Exercise set —
**1.** Summarize the passage on children and marijuana edibles in two sentences.
**2.** Answer these questions using the passage on children and marijuana edibles:
(a) About what share of the children had eaten marijuana cookies, cakes or candies?
(b) In which city was Evelyn Hernandez playing when she found the cookie?
(c) What was the family doing when Ms. Hernandez noticed that Evelyn was drowsy?
**3.** Reproduce the passage on children and marijuana edibles, starting at the words "The children, many" and stopping after "away the cookie.", with "toddlers" changed to "small children".

** Opening Text block block **

The children, many of them toddlers, were taken in because they seemed strangely sleepy and disoriented.

One had trouble breathing. About half had eaten marijuana cookies, cakes or candies, forms that researchers believed made them more enticing.

“Those edible products are inherently more attractive than what a bud would look like,” Dr. Wang said.

In the Northern Colorado city of Longmont, 2-year-old Evelyn Hernandez was playing in the front yard outside her family’s apartment building early in January when she spotted what looked like a chocolate-chip cookie in the grass, her mother, Aida, later told the police. The girl took a few bites before Ms. Hernandez noticed and threw away the cookie.

A half-hour later, while the family was grocery shopping, Ms. Hernandez noticed that Evelyn was drowsy and drooping, and struggling to walk. When she took her to the hospital, the girl tested positive for THC, according to a police report.

“She’s fine now,” Ms. Hernandez said in a brief interview, while Evelyn, grinning, waved and made faces from the living-room couch.

** Closing Text block block **
** Opening Data excerpts block **

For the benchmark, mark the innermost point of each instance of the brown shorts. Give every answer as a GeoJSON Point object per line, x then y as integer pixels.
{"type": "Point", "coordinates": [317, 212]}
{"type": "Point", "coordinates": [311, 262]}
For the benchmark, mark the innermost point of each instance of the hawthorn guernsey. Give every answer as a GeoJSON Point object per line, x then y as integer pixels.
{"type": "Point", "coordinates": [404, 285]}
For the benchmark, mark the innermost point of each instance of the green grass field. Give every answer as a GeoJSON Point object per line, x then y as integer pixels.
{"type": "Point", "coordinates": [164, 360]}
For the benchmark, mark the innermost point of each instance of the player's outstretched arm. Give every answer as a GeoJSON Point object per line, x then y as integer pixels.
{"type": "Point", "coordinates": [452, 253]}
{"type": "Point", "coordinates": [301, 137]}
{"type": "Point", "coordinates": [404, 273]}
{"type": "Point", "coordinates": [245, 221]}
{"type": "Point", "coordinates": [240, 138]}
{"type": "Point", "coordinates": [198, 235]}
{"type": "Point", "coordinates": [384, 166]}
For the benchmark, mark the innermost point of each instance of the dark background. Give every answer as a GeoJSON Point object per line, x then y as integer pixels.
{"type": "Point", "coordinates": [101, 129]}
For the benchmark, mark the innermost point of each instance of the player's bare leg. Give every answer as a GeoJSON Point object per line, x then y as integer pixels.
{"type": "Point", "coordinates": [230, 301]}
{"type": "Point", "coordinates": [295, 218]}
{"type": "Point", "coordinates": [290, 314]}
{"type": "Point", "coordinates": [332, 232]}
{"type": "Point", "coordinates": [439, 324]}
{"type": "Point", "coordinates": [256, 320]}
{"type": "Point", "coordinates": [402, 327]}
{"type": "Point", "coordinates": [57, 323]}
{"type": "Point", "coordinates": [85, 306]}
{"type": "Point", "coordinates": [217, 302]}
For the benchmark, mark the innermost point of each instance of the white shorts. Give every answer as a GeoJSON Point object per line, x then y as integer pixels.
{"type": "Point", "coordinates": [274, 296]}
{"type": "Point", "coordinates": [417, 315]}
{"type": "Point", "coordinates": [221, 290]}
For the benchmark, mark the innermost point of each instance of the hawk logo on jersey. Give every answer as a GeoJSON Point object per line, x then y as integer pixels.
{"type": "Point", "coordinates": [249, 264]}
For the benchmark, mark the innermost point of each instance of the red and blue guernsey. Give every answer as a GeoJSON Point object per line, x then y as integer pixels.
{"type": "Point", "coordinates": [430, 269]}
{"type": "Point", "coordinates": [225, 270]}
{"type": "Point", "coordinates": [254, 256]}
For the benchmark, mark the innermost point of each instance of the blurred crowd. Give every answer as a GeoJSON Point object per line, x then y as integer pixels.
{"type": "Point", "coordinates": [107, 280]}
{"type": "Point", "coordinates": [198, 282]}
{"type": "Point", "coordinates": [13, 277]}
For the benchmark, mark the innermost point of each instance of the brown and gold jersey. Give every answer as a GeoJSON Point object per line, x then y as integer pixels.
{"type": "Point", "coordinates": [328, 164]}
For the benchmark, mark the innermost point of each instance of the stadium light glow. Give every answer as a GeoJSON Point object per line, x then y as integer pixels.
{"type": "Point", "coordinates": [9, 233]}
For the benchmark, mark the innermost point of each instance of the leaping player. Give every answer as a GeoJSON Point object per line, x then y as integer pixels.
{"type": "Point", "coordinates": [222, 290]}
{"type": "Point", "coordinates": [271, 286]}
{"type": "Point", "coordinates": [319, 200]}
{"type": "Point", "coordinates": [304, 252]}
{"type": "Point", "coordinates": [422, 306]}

** Closing Data excerpts block **

Exercise solutions —
**1.** Children, many of them toddlers, were taken in because they seemed strangely sleepy and disoriented, and about half had eaten marijuana cookies, cakes or candies, which Dr. Wang said are inherently more attractive than a bud. In Longmont, 2-year-old Evelyn Hernandez took a few bites of what looked like a chocolate-chip cookie found in the grass, became drowsy, and tested positive for THC at the hospital, and her mother says she is fine now.

**2.**
(a) About half.
(b) Longmont.
(c) Grocery shopping.

**3.**
The children, many of them small children, were taken in because they seemed strangely sleepy and disoriented.

One had trouble breathing. About half had eaten marijuana cookies, cakes or candies, forms that researchers believed made them more enticing.

“Those edible products are inherently more attractive than what a bud would look like,” Dr. Wang said.

In the Northern Colorado city of Longmont, 2-year-old Evelyn Hernandez was playing in the front yard outside her family’s apartment building early in January when she spotted what looked like a chocolate-chip cookie in the grass, her mother, Aida, later told the police. The girl took a few bites before Ms. Hernandez noticed and threw away the cookie.